• _THE PROBLEM_
What is needed is each line of the data below that holds the string "antenna".

• _INPUT RECORDS_

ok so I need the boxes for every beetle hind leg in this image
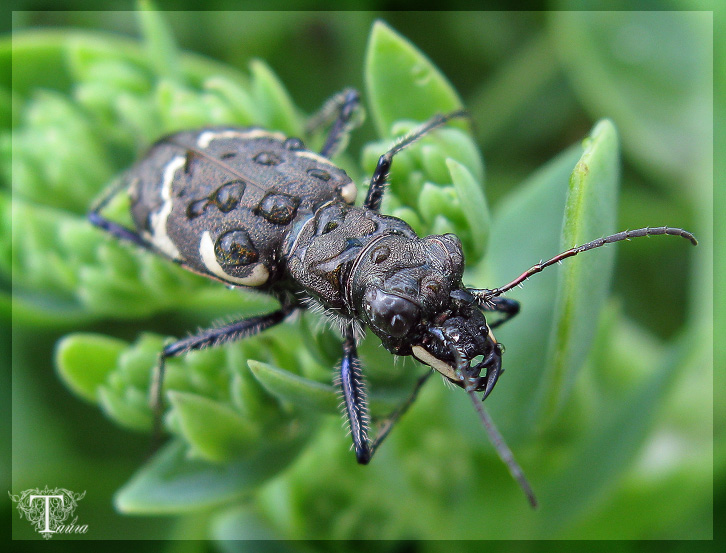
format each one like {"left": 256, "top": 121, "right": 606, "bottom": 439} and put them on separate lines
{"left": 88, "top": 175, "right": 154, "bottom": 250}
{"left": 306, "top": 88, "right": 363, "bottom": 159}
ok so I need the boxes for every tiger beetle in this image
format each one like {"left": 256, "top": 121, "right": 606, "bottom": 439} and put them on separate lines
{"left": 89, "top": 88, "right": 697, "bottom": 508}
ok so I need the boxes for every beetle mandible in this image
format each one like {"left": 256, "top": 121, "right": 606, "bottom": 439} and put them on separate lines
{"left": 90, "top": 88, "right": 697, "bottom": 507}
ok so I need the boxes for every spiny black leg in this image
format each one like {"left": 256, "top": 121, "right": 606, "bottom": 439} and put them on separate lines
{"left": 481, "top": 297, "right": 520, "bottom": 329}
{"left": 340, "top": 326, "right": 435, "bottom": 463}
{"left": 89, "top": 174, "right": 185, "bottom": 265}
{"left": 305, "top": 88, "right": 362, "bottom": 159}
{"left": 88, "top": 211, "right": 152, "bottom": 249}
{"left": 90, "top": 177, "right": 203, "bottom": 271}
{"left": 340, "top": 325, "right": 371, "bottom": 464}
{"left": 364, "top": 110, "right": 468, "bottom": 212}
{"left": 150, "top": 307, "right": 294, "bottom": 441}
{"left": 451, "top": 345, "right": 538, "bottom": 507}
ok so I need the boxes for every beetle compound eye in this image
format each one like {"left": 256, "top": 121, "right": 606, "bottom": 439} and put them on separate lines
{"left": 365, "top": 288, "right": 420, "bottom": 338}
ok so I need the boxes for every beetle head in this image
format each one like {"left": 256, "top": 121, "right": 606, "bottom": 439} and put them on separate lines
{"left": 351, "top": 232, "right": 501, "bottom": 395}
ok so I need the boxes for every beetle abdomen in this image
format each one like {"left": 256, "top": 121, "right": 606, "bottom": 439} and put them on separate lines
{"left": 128, "top": 127, "right": 357, "bottom": 288}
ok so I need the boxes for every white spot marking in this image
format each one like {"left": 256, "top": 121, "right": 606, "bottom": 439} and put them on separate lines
{"left": 196, "top": 129, "right": 286, "bottom": 148}
{"left": 412, "top": 346, "right": 459, "bottom": 382}
{"left": 339, "top": 182, "right": 357, "bottom": 204}
{"left": 199, "top": 231, "right": 269, "bottom": 286}
{"left": 294, "top": 150, "right": 336, "bottom": 166}
{"left": 149, "top": 155, "right": 185, "bottom": 259}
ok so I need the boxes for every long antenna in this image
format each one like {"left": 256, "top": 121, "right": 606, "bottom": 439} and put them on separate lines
{"left": 471, "top": 226, "right": 697, "bottom": 303}
{"left": 452, "top": 343, "right": 538, "bottom": 508}
{"left": 467, "top": 389, "right": 538, "bottom": 508}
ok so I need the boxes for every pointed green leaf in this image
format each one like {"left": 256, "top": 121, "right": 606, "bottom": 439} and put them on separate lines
{"left": 417, "top": 183, "right": 462, "bottom": 227}
{"left": 156, "top": 79, "right": 219, "bottom": 132}
{"left": 115, "top": 431, "right": 309, "bottom": 514}
{"left": 0, "top": 193, "right": 9, "bottom": 271}
{"left": 250, "top": 59, "right": 301, "bottom": 136}
{"left": 478, "top": 144, "right": 582, "bottom": 441}
{"left": 203, "top": 75, "right": 258, "bottom": 125}
{"left": 537, "top": 327, "right": 704, "bottom": 534}
{"left": 211, "top": 505, "right": 282, "bottom": 541}
{"left": 549, "top": 12, "right": 710, "bottom": 186}
{"left": 137, "top": 1, "right": 182, "bottom": 82}
{"left": 55, "top": 333, "right": 127, "bottom": 402}
{"left": 365, "top": 20, "right": 463, "bottom": 136}
{"left": 168, "top": 391, "right": 260, "bottom": 463}
{"left": 540, "top": 119, "right": 619, "bottom": 423}
{"left": 447, "top": 158, "right": 490, "bottom": 261}
{"left": 98, "top": 384, "right": 153, "bottom": 431}
{"left": 12, "top": 90, "right": 113, "bottom": 211}
{"left": 116, "top": 333, "right": 164, "bottom": 390}
{"left": 248, "top": 360, "right": 339, "bottom": 414}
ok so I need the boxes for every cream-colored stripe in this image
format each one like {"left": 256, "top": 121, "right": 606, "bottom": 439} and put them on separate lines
{"left": 149, "top": 155, "right": 185, "bottom": 259}
{"left": 294, "top": 150, "right": 336, "bottom": 166}
{"left": 196, "top": 129, "right": 286, "bottom": 148}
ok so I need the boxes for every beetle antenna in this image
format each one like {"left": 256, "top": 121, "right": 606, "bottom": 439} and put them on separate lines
{"left": 387, "top": 109, "right": 469, "bottom": 157}
{"left": 471, "top": 226, "right": 697, "bottom": 303}
{"left": 466, "top": 389, "right": 538, "bottom": 508}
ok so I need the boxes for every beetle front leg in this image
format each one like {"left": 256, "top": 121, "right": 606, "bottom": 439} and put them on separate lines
{"left": 369, "top": 370, "right": 432, "bottom": 454}
{"left": 481, "top": 296, "right": 520, "bottom": 329}
{"left": 339, "top": 326, "right": 434, "bottom": 464}
{"left": 364, "top": 110, "right": 468, "bottom": 212}
{"left": 340, "top": 325, "right": 372, "bottom": 464}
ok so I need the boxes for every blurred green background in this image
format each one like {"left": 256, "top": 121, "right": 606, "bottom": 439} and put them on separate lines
{"left": 4, "top": 5, "right": 718, "bottom": 550}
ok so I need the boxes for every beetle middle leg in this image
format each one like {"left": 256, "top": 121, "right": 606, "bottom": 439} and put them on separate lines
{"left": 150, "top": 306, "right": 296, "bottom": 440}
{"left": 339, "top": 324, "right": 434, "bottom": 464}
{"left": 364, "top": 110, "right": 468, "bottom": 212}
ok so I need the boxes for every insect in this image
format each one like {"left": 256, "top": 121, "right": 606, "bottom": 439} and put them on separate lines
{"left": 89, "top": 88, "right": 697, "bottom": 507}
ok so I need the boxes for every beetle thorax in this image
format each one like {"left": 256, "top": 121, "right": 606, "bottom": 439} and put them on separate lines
{"left": 348, "top": 232, "right": 465, "bottom": 354}
{"left": 285, "top": 201, "right": 466, "bottom": 353}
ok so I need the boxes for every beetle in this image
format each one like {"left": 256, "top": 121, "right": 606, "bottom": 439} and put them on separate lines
{"left": 89, "top": 88, "right": 697, "bottom": 507}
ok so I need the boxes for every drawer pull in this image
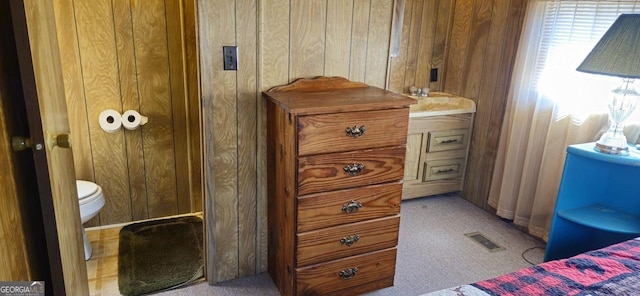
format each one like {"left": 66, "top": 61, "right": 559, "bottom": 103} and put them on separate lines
{"left": 440, "top": 138, "right": 459, "bottom": 144}
{"left": 344, "top": 163, "right": 365, "bottom": 175}
{"left": 340, "top": 234, "right": 360, "bottom": 246}
{"left": 342, "top": 200, "right": 362, "bottom": 214}
{"left": 338, "top": 267, "right": 358, "bottom": 280}
{"left": 436, "top": 168, "right": 455, "bottom": 174}
{"left": 345, "top": 125, "right": 367, "bottom": 138}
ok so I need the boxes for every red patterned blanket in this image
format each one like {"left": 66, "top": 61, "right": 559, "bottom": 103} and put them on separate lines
{"left": 424, "top": 238, "right": 640, "bottom": 296}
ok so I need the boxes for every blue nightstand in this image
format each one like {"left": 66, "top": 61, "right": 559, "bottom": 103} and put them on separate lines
{"left": 544, "top": 142, "right": 640, "bottom": 261}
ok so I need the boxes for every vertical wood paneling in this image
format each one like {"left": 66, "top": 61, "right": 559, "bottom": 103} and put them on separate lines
{"left": 465, "top": 0, "right": 508, "bottom": 209}
{"left": 200, "top": 0, "right": 239, "bottom": 281}
{"left": 236, "top": 0, "right": 258, "bottom": 277}
{"left": 0, "top": 15, "right": 30, "bottom": 278}
{"left": 366, "top": 0, "right": 393, "bottom": 88}
{"left": 444, "top": 0, "right": 473, "bottom": 95}
{"left": 0, "top": 107, "right": 30, "bottom": 281}
{"left": 442, "top": 0, "right": 527, "bottom": 210}
{"left": 56, "top": 0, "right": 200, "bottom": 226}
{"left": 52, "top": 0, "right": 94, "bottom": 184}
{"left": 198, "top": 0, "right": 527, "bottom": 283}
{"left": 402, "top": 0, "right": 424, "bottom": 91}
{"left": 349, "top": 0, "right": 371, "bottom": 83}
{"left": 430, "top": 0, "right": 455, "bottom": 90}
{"left": 54, "top": 0, "right": 100, "bottom": 227}
{"left": 183, "top": 0, "right": 202, "bottom": 213}
{"left": 456, "top": 0, "right": 494, "bottom": 211}
{"left": 19, "top": 0, "right": 90, "bottom": 293}
{"left": 325, "top": 0, "right": 353, "bottom": 78}
{"left": 132, "top": 0, "right": 178, "bottom": 218}
{"left": 290, "top": 0, "right": 327, "bottom": 81}
{"left": 112, "top": 0, "right": 148, "bottom": 221}
{"left": 258, "top": 0, "right": 290, "bottom": 275}
{"left": 469, "top": 0, "right": 527, "bottom": 209}
{"left": 414, "top": 0, "right": 438, "bottom": 88}
{"left": 462, "top": 0, "right": 493, "bottom": 98}
{"left": 166, "top": 0, "right": 192, "bottom": 215}
{"left": 391, "top": 0, "right": 455, "bottom": 93}
{"left": 74, "top": 0, "right": 132, "bottom": 224}
{"left": 388, "top": 0, "right": 414, "bottom": 93}
{"left": 200, "top": 1, "right": 218, "bottom": 284}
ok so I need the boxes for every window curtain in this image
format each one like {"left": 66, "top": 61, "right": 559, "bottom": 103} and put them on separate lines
{"left": 489, "top": 0, "right": 640, "bottom": 241}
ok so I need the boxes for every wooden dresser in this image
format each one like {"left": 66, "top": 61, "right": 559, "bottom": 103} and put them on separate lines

• _ANSWER SPACE_
ok so I need the boxes for every long antenna in this image
ok so I need the boxes for every beetle antenna in this image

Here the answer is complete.